# [Region segmentation data]
━━━━━━
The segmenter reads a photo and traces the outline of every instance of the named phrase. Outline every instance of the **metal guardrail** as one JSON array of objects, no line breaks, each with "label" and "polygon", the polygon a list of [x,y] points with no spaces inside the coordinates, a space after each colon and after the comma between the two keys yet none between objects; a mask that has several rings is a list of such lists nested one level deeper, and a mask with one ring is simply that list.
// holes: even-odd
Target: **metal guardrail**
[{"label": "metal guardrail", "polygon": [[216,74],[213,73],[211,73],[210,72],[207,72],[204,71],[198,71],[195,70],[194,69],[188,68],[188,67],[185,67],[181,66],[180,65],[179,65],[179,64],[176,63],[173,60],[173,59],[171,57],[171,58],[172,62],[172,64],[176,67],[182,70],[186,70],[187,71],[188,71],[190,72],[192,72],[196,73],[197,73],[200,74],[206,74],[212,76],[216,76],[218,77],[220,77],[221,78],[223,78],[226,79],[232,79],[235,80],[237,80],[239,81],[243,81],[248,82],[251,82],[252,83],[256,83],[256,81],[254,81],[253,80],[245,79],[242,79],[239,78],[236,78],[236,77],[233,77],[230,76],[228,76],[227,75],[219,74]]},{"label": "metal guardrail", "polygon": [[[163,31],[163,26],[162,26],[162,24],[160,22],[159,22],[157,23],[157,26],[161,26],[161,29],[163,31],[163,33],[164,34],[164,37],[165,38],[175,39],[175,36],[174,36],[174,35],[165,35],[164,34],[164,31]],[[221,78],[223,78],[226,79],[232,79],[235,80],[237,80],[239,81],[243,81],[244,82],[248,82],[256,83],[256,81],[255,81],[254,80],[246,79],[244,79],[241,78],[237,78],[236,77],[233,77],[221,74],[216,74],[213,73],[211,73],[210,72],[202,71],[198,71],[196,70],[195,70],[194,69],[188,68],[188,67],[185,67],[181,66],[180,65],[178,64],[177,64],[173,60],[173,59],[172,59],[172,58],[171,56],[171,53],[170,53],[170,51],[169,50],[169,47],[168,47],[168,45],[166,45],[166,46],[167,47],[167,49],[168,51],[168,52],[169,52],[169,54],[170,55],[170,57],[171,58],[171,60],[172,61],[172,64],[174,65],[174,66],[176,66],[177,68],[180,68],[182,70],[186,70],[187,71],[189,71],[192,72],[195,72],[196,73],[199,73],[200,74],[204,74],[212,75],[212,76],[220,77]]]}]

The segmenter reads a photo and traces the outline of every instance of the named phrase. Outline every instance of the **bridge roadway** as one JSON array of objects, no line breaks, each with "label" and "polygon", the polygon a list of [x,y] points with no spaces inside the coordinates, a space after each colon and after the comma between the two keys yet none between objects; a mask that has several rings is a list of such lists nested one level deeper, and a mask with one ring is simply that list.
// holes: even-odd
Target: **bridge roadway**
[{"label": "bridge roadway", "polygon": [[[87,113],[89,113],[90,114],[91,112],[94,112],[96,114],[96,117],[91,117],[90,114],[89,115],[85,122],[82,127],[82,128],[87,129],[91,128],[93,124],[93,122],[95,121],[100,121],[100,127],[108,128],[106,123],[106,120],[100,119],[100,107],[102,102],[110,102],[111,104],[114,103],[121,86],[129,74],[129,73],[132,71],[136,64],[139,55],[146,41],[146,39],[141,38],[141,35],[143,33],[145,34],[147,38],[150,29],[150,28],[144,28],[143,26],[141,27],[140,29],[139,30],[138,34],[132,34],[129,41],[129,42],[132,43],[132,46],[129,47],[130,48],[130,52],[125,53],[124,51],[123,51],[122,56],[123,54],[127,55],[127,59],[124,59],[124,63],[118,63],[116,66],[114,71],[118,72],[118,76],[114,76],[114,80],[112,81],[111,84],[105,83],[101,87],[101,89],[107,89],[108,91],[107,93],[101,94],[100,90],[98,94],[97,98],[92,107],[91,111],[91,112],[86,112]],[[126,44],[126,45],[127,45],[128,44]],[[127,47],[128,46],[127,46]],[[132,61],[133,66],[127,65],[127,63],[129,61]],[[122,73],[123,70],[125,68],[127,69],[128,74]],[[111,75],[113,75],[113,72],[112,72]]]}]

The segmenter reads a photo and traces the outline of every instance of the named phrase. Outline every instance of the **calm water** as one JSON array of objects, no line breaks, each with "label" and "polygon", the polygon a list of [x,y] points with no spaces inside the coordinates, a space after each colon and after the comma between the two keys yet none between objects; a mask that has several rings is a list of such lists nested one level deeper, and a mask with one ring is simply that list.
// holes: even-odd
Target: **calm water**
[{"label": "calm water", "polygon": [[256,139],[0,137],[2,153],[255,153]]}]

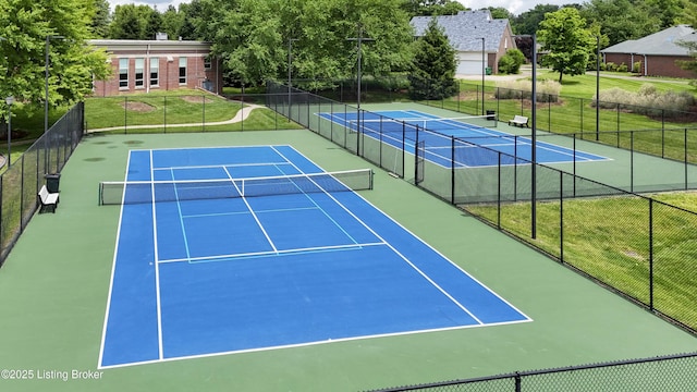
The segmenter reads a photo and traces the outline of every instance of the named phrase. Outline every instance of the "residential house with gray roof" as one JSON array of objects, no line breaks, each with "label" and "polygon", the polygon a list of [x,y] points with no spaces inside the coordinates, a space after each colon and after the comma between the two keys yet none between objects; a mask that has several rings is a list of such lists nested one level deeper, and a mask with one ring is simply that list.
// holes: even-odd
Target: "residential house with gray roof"
[{"label": "residential house with gray roof", "polygon": [[602,49],[606,63],[626,64],[631,70],[639,64],[644,76],[670,76],[695,78],[697,75],[677,65],[677,61],[694,60],[680,41],[695,42],[697,34],[687,25],[669,27],[644,38],[631,39]]},{"label": "residential house with gray roof", "polygon": [[494,20],[488,10],[460,11],[456,15],[415,16],[412,26],[417,37],[425,34],[432,17],[436,17],[455,49],[457,75],[481,75],[487,69],[497,73],[499,59],[508,50],[516,48],[509,20]]}]

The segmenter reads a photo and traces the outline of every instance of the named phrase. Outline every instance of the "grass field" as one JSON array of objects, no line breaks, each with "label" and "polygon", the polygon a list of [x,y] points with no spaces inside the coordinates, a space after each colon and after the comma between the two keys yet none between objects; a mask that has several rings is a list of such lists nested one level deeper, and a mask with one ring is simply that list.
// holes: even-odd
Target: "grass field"
[{"label": "grass field", "polygon": [[[652,215],[649,200],[638,196],[565,199],[563,209],[559,201],[540,203],[535,238],[530,238],[529,203],[502,205],[500,211],[485,205],[463,208],[493,224],[500,213],[508,232],[646,305],[651,304],[652,272],[657,310],[697,330],[697,267],[693,262],[697,258],[697,213],[670,206],[694,210],[695,194],[661,194],[656,199],[669,205],[653,204]],[[650,225],[649,216],[653,217]]]},{"label": "grass field", "polygon": [[[362,196],[534,321],[97,369],[120,216],[97,205],[98,182],[123,179],[134,148],[268,143],[328,171],[374,169]],[[0,271],[0,364],[35,377],[0,380],[10,392],[365,391],[697,350],[693,335],[304,130],[86,136],[62,172],[57,213],[34,217]]]}]

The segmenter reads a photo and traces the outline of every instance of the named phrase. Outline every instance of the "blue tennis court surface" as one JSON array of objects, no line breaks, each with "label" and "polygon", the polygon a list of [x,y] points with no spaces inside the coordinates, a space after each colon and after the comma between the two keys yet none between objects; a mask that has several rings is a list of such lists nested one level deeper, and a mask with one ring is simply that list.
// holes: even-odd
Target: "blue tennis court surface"
[{"label": "blue tennis court surface", "polygon": [[[503,152],[502,164],[531,161],[533,140],[529,137],[515,136],[505,132],[486,127],[481,124],[468,124],[466,119],[441,119],[438,115],[417,110],[388,110],[362,112],[360,122],[356,112],[317,113],[342,126],[360,132],[368,137],[379,139],[396,148],[415,151],[415,142],[424,142],[424,158],[445,168],[476,168],[499,164],[499,157],[491,151]],[[396,121],[388,121],[389,119]],[[477,119],[481,121],[481,119]],[[407,124],[405,126],[404,124]],[[418,137],[416,127],[418,126]],[[429,132],[435,131],[435,132]],[[457,143],[453,148],[450,136],[466,143]],[[404,144],[403,144],[404,139]],[[538,163],[590,162],[608,160],[606,157],[573,150],[563,146],[536,140],[536,161]],[[487,149],[485,150],[484,148]]]},{"label": "blue tennis court surface", "polygon": [[[256,146],[132,150],[126,172],[242,194],[322,170]],[[123,192],[100,368],[530,321],[355,192],[144,200],[142,184]]]}]

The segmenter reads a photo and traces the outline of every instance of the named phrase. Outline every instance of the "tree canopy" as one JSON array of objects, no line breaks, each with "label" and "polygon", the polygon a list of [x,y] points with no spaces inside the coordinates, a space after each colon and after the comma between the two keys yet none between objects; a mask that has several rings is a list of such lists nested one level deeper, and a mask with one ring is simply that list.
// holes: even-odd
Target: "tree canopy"
[{"label": "tree canopy", "polygon": [[409,97],[420,100],[452,96],[457,91],[456,70],[455,50],[436,19],[432,19],[424,36],[416,41],[408,75]]},{"label": "tree canopy", "polygon": [[[199,0],[198,36],[213,42],[234,78],[258,84],[288,73],[289,47],[296,78],[337,79],[355,74],[362,35],[366,73],[404,70],[413,32],[401,0]],[[290,45],[289,45],[290,44]]]},{"label": "tree canopy", "polygon": [[559,83],[564,75],[583,75],[586,72],[595,39],[585,26],[586,22],[575,8],[548,13],[540,22],[537,37],[542,50],[549,51],[542,58],[542,64],[559,72]]},{"label": "tree canopy", "polygon": [[85,42],[95,12],[94,0],[0,0],[0,97],[44,103],[47,40],[49,103],[90,94],[93,76],[105,79],[110,72],[106,53]]}]

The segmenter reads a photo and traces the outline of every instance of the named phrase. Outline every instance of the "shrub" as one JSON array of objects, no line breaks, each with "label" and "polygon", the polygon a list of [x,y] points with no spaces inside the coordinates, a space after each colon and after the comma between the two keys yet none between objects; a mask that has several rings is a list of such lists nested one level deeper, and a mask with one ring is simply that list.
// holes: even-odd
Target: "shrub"
[{"label": "shrub", "polygon": [[[533,96],[533,86],[529,79],[501,82],[497,84],[497,87],[496,97],[499,99],[530,99]],[[558,102],[561,90],[562,85],[557,81],[538,81],[537,101]]]},{"label": "shrub", "polygon": [[681,111],[688,111],[694,105],[695,97],[687,91],[660,93],[652,85],[643,85],[637,93],[617,87],[600,91],[600,108],[622,109],[644,115],[680,115]]}]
━━━━━━
# [Exercise instructions]
Pull out every line above that contains the word "blue", matching case exactly.

# [The completed task]
The segmenter reads a photo and traces the outline of every instance of the named phrase. Outline every instance of the "blue tennis court surface" as one JSON array of objects, no line breaks, each with "label" and "polygon", the polygon a list of [x,y] points with no spaces inside the coordinates, a space after each colon and after the comma between the two keys yet none between objects; a mask that has several rings is a list of such lists nested one level deeper, and a mask with one ring is simply that list.
Target: "blue tennis court surface"
[{"label": "blue tennis court surface", "polygon": [[[503,152],[502,164],[531,161],[533,140],[529,137],[515,136],[505,132],[486,127],[481,124],[468,124],[466,119],[441,119],[438,115],[417,110],[388,110],[362,112],[360,122],[356,112],[317,113],[342,126],[360,132],[368,137],[379,139],[396,148],[415,151],[415,142],[424,142],[424,158],[445,168],[476,168],[499,164],[499,157],[491,151]],[[396,121],[388,121],[389,119]],[[477,119],[481,121],[481,119]],[[407,124],[405,126],[404,124]],[[418,137],[416,127],[418,126]],[[429,132],[435,131],[435,132]],[[457,143],[453,148],[450,136],[466,143]],[[404,144],[403,144],[404,139]],[[538,163],[590,162],[608,160],[606,157],[573,150],[563,146],[536,140],[536,161]],[[487,149],[485,150],[484,148]]]},{"label": "blue tennis court surface", "polygon": [[[256,146],[132,150],[126,172],[242,194],[322,170]],[[123,192],[100,368],[530,321],[355,192],[144,200],[142,184]]]}]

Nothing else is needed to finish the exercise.